==== EXTRACTED ENTRIES ====

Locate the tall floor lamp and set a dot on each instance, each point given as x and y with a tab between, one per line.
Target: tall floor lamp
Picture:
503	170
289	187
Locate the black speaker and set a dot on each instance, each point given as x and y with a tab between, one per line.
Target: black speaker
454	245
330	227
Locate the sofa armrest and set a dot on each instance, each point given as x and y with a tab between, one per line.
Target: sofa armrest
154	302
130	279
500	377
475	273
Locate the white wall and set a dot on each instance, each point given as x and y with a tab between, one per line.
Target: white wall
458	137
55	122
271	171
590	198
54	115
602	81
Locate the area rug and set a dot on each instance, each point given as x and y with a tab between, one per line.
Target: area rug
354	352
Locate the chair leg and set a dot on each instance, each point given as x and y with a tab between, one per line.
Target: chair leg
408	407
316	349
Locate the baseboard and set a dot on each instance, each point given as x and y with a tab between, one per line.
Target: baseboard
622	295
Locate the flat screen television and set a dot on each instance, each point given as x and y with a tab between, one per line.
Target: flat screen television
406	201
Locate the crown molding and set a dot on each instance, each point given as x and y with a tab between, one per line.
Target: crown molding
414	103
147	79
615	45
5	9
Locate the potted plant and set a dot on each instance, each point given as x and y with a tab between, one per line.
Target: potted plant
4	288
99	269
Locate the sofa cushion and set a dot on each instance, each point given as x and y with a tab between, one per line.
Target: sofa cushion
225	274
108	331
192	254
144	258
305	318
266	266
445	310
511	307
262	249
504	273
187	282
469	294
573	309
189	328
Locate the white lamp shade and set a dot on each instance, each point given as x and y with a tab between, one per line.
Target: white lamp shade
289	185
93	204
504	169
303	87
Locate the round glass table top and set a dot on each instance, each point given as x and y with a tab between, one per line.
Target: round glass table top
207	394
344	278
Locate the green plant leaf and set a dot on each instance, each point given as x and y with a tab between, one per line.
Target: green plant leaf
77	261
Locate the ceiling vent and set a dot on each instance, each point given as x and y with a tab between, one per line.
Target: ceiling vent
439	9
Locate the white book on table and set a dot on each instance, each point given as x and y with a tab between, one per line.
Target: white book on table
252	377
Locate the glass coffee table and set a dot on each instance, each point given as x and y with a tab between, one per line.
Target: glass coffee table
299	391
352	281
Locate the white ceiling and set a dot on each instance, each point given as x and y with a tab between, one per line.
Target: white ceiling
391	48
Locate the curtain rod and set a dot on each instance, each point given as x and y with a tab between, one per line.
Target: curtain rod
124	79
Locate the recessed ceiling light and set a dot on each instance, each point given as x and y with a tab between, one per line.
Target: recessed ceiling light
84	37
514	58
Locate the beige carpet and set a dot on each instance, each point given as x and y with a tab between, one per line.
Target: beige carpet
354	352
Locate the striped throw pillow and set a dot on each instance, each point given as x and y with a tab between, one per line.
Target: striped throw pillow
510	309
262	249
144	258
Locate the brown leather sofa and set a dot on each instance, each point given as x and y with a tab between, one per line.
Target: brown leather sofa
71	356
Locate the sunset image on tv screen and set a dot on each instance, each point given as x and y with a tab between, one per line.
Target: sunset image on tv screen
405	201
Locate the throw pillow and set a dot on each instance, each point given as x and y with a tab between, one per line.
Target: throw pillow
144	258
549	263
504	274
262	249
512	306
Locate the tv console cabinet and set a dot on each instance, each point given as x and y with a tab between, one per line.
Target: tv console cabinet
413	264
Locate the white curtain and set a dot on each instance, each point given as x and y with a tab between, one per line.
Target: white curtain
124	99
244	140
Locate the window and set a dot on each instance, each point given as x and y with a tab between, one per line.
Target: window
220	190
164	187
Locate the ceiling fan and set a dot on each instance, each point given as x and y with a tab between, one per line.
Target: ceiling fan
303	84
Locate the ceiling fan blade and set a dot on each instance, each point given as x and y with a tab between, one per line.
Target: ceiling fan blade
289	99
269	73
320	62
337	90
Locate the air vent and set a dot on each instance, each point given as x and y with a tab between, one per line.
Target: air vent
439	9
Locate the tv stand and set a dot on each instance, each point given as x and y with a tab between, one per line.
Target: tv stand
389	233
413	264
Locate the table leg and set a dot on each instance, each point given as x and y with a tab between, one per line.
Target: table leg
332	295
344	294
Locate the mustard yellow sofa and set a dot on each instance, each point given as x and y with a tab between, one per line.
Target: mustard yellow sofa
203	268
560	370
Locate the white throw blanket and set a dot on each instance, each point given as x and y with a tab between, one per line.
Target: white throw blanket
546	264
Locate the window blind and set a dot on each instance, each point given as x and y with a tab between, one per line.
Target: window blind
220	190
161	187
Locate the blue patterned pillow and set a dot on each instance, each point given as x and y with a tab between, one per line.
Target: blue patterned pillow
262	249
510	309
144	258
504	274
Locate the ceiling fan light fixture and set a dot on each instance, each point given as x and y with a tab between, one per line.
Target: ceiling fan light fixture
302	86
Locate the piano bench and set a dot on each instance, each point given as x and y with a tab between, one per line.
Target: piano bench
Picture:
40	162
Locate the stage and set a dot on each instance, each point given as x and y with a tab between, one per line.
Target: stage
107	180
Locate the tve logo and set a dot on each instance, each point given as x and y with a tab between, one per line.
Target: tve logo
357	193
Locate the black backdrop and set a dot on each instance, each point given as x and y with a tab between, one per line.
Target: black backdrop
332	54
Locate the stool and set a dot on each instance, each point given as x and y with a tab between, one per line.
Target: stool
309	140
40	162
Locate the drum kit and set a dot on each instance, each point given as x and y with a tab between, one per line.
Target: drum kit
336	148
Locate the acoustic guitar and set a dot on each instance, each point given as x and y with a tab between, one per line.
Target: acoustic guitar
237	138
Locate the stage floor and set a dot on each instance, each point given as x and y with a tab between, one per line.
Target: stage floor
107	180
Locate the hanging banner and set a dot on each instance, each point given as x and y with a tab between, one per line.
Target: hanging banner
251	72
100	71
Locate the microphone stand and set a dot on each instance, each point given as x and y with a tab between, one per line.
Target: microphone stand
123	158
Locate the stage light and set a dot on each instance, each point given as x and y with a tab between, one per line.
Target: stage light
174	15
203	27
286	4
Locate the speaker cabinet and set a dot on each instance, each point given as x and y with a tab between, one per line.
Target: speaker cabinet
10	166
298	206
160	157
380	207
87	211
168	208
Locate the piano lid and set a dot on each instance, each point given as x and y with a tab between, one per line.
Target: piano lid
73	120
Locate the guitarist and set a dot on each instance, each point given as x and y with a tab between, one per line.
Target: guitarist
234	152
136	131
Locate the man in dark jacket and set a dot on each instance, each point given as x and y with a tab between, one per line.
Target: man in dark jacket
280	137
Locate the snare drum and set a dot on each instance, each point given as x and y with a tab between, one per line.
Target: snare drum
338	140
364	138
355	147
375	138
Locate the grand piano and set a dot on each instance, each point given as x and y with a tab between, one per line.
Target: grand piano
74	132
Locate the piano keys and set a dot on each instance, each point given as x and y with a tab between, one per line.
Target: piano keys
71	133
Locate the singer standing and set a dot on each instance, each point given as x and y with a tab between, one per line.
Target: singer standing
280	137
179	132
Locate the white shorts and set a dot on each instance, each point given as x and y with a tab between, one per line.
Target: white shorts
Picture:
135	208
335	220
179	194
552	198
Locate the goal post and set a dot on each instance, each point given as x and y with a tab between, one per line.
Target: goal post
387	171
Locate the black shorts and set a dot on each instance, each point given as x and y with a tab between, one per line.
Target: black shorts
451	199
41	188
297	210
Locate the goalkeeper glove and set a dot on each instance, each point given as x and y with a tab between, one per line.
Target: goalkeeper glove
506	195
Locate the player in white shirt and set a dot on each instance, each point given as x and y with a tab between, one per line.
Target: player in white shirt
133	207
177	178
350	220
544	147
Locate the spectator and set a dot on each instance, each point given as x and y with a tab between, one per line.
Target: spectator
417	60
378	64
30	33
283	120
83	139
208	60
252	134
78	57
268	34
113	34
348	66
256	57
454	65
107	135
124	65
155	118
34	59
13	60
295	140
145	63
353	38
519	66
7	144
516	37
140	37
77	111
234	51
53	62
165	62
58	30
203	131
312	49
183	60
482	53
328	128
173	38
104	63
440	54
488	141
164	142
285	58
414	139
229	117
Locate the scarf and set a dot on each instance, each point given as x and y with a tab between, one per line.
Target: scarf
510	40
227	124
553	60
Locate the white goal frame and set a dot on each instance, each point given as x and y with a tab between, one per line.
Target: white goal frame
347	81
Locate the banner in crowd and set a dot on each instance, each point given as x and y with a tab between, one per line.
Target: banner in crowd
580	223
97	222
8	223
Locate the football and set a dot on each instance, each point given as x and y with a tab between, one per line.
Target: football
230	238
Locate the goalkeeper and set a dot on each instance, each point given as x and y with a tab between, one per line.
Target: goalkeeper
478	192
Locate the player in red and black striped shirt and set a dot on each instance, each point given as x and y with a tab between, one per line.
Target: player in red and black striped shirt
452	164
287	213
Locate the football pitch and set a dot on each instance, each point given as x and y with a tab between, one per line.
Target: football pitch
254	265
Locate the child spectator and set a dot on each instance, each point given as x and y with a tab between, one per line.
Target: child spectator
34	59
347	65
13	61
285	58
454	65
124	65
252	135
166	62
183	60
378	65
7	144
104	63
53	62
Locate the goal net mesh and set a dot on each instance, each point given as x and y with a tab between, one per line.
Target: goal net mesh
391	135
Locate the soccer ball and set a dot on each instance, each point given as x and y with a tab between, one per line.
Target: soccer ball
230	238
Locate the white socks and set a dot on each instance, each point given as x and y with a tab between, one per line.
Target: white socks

====

■ **GIVEN PROBLEM**
Put the records into a JSON list of strings, one string per line, leaving out blank lines. Begin at the line that contains "Locate the child" and stop after the last line of the records.

■ **THE OUTPUT**
[
  "Locate the child spectator and set a dot on each instance, each point given as x and y with a tab between, one per line.",
  "Target: child spectator",
  "34\t59",
  "347\t65",
  "13\t61",
  "285\t58",
  "454\t65",
  "124\t65",
  "252\t135",
  "166\t62",
  "183\t60",
  "378\t65",
  "7\t144",
  "104\t63",
  "53\t62",
  "Locate the goal net mesh and set a dot on each instance, each point given as x and y with a tab between, one per line.",
  "Target: goal net mesh",
  "391\t135",
  "Locate the soccer ball and set a dot on each instance, each point given as x and y with a tab between, one per line.",
  "Target: soccer ball",
  "230\t238",
  "Locate the white socks and set a dot on each instance, each point given as x and y with a tab between, one per line.",
  "Target: white socks"
]